## Directions
Return each entry word for word. Leave the images out.

Saved data entries

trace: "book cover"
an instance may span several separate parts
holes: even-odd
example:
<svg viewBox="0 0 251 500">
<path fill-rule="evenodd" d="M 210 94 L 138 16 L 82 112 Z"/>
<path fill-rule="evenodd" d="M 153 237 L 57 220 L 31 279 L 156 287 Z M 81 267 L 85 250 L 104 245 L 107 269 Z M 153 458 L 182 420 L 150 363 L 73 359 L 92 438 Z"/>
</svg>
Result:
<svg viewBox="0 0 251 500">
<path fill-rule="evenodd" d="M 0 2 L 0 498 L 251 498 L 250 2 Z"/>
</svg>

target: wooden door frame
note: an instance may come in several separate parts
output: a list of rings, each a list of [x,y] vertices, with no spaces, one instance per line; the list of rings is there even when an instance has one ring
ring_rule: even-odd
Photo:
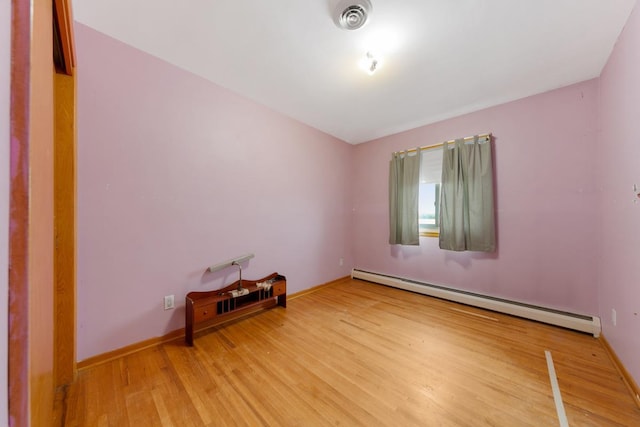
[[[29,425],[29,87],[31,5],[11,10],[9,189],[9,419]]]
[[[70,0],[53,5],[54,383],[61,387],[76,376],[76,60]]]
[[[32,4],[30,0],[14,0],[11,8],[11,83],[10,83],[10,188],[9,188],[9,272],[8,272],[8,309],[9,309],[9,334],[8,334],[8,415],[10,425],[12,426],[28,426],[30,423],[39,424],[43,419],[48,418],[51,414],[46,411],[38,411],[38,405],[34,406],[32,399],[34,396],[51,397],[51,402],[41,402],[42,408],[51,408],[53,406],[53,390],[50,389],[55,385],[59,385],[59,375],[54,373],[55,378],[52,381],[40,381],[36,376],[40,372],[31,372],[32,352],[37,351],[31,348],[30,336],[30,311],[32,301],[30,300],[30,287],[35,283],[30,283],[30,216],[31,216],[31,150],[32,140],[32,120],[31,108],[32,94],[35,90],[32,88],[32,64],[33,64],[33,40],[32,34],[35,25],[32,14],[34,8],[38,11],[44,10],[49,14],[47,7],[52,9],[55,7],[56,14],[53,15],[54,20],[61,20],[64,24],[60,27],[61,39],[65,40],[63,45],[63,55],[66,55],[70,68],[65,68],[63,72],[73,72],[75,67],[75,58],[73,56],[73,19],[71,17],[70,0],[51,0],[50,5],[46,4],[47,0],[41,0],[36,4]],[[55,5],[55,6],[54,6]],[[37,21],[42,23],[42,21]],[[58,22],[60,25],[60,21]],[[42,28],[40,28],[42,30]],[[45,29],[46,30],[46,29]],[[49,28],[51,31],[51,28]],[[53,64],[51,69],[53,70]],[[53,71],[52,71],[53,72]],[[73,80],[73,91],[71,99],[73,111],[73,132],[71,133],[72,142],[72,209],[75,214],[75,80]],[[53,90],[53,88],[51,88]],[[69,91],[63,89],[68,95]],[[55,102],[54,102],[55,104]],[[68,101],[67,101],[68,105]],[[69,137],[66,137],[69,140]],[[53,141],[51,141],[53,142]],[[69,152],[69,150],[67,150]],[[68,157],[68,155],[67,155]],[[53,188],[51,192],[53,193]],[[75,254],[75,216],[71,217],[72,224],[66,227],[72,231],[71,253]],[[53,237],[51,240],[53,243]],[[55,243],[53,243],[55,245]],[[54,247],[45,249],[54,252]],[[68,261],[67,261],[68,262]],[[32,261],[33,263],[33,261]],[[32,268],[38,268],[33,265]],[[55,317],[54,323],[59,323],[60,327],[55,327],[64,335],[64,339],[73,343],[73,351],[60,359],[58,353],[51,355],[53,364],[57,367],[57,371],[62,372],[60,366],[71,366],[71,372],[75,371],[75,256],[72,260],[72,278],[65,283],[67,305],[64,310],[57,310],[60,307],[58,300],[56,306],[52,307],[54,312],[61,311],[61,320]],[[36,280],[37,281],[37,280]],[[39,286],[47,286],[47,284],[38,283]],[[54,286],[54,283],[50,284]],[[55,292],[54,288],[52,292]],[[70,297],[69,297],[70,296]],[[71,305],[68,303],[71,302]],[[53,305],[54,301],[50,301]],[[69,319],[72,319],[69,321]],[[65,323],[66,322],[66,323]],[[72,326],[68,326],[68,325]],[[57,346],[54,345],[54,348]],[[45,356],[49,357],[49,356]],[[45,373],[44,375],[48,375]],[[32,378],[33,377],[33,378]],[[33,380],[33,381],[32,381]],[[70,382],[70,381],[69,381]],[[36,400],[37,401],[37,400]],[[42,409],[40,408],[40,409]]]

## Solution
trace: "book cover"
an instance may span several separate parts
holes: even-odd
example:
<svg viewBox="0 0 251 500">
<path fill-rule="evenodd" d="M 210 94 L 138 16 L 82 112 Z"/>
<path fill-rule="evenodd" d="M 153 237 L 57 220 L 31 279 L 156 287 Z M 81 267 L 85 250 L 104 245 L 107 269 Z M 153 458 L 182 420 L 150 363 L 73 359 L 92 438 Z"/>
</svg>
Result:
<svg viewBox="0 0 251 500">
<path fill-rule="evenodd" d="M 0 2 L 0 498 L 251 498 L 250 2 Z"/>
</svg>

target: wooden door frame
note: an instance may come in several separate parts
output: a list of rings, each a list of [x,y] vertices, with no spaces, one instance per line; the list of rings is there even when an instance has one ring
ring_rule: even-odd
Photo:
[[[29,425],[29,87],[31,5],[11,10],[9,189],[9,419]]]
[[[70,0],[53,5],[54,383],[61,387],[76,376],[76,60]]]
[[[32,4],[30,0],[14,0],[11,8],[11,83],[10,83],[10,188],[9,188],[9,272],[8,272],[8,309],[9,309],[9,334],[8,334],[8,415],[10,425],[12,426],[28,426],[30,423],[39,424],[43,419],[48,418],[51,414],[46,411],[38,411],[38,405],[34,406],[32,399],[34,396],[51,397],[51,402],[41,402],[42,408],[51,408],[53,406],[53,390],[50,389],[55,385],[59,385],[59,375],[54,373],[55,378],[52,381],[40,381],[36,376],[40,372],[31,372],[32,352],[37,351],[31,348],[30,336],[30,311],[32,301],[30,300],[30,287],[35,283],[30,283],[30,216],[31,216],[31,150],[32,140],[32,120],[31,108],[32,94],[35,90],[32,88],[32,64],[33,64],[33,40],[32,34],[35,25],[32,14],[34,8],[38,11],[44,10],[49,14],[47,7],[52,9],[55,7],[56,14],[53,15],[54,20],[61,20],[64,24],[60,27],[61,39],[65,40],[63,45],[63,55],[66,55],[70,68],[65,68],[63,72],[73,72],[75,67],[75,58],[73,56],[73,19],[71,17],[70,0],[51,0],[50,5],[46,4],[47,0],[41,0],[36,4]],[[55,5],[55,6],[54,6]],[[37,21],[42,23],[42,21]],[[58,22],[60,25],[60,21]],[[42,28],[40,28],[42,30]],[[45,29],[46,30],[46,29]],[[49,28],[51,31],[51,28]],[[53,64],[51,69],[53,70]],[[53,71],[52,71],[53,72]],[[73,80],[73,91],[71,99],[73,111],[73,132],[71,133],[72,142],[72,209],[75,214],[75,80]],[[53,90],[53,88],[51,88]],[[69,91],[63,89],[68,95]],[[55,102],[54,102],[55,104]],[[68,101],[67,101],[68,105]],[[69,137],[66,137],[69,140]],[[53,141],[51,141],[53,142]],[[69,152],[69,150],[67,150]],[[68,157],[68,155],[67,155]],[[53,188],[51,192],[53,193]],[[75,254],[75,216],[71,217],[72,224],[66,227],[72,231],[71,253]],[[53,237],[51,240],[53,243]],[[55,243],[53,243],[55,245]],[[54,247],[45,249],[54,252]],[[68,261],[67,261],[68,262]],[[32,261],[33,263],[33,261]],[[32,268],[38,268],[33,265]],[[55,317],[54,323],[59,323],[60,327],[55,327],[64,335],[64,339],[73,343],[73,351],[60,359],[58,353],[51,355],[53,364],[57,367],[57,371],[62,372],[60,366],[71,366],[71,372],[75,371],[75,256],[72,260],[72,278],[65,283],[67,305],[64,310],[57,310],[60,307],[58,300],[56,306],[52,307],[54,312],[61,311],[61,320]],[[36,280],[37,281],[37,280]],[[39,286],[47,286],[47,284],[38,283]],[[54,286],[54,283],[50,284]],[[55,292],[54,288],[52,292]],[[70,297],[69,297],[70,296]],[[71,305],[68,303],[71,302]],[[53,305],[54,301],[50,301]],[[69,319],[72,319],[69,321]],[[65,323],[66,322],[66,323]],[[72,326],[68,326],[68,325]],[[57,346],[54,345],[54,348]],[[45,356],[49,357],[49,356]],[[45,373],[44,375],[48,375]],[[32,378],[33,377],[33,378]],[[33,380],[33,381],[32,381]],[[70,382],[70,381],[69,381]],[[36,400],[37,401],[37,400]],[[42,409],[40,408],[40,409]]]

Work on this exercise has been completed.